About this exercise: Please show each line of the records below that contains the string "clicks", treating uppercase and lowercase as different.
══ Data records ══
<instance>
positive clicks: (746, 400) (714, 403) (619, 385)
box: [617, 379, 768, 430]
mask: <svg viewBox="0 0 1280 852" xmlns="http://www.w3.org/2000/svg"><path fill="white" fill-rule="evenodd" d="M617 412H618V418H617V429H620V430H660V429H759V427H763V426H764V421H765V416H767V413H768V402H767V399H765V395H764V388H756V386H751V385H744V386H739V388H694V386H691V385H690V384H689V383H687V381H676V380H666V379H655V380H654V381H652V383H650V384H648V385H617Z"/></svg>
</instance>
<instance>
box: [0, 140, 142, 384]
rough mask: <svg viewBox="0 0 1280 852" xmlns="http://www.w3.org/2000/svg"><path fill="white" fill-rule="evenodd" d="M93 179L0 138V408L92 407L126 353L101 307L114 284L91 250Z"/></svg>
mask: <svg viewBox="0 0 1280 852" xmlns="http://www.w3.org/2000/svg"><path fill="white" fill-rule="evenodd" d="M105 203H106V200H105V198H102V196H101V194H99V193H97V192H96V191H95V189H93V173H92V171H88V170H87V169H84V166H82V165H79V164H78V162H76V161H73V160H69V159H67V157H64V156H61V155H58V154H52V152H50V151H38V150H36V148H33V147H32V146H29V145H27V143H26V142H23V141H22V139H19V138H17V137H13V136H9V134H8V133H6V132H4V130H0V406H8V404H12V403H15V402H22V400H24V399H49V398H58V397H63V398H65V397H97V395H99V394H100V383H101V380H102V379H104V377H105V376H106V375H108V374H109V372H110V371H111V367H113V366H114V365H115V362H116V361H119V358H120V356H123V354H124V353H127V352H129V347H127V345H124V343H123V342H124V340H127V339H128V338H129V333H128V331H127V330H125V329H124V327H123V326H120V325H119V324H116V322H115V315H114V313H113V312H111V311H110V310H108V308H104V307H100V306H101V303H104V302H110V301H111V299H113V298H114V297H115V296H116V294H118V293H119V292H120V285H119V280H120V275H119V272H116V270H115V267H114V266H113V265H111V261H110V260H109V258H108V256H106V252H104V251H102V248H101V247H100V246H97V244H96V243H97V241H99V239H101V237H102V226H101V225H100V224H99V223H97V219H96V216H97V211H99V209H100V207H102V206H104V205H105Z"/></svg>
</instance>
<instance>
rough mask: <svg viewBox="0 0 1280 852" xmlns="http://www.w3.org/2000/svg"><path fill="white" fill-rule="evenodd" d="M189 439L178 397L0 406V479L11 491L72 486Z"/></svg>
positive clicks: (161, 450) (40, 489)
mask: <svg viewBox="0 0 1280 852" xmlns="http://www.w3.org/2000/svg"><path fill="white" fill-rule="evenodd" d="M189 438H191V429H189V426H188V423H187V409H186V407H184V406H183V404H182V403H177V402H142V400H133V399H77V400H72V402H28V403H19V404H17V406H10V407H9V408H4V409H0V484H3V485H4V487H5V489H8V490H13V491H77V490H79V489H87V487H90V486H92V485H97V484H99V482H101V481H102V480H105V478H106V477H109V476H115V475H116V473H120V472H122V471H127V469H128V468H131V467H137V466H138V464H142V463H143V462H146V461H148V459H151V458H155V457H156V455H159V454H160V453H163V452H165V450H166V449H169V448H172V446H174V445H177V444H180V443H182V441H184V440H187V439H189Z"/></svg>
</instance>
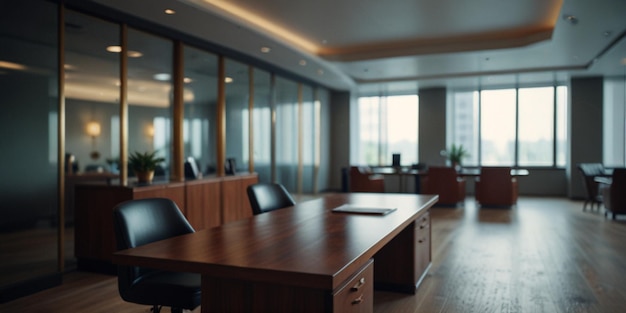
═══
Your solution:
positive clicks: (746, 400) (714, 403) (619, 385)
positive clicks: (161, 450) (40, 489)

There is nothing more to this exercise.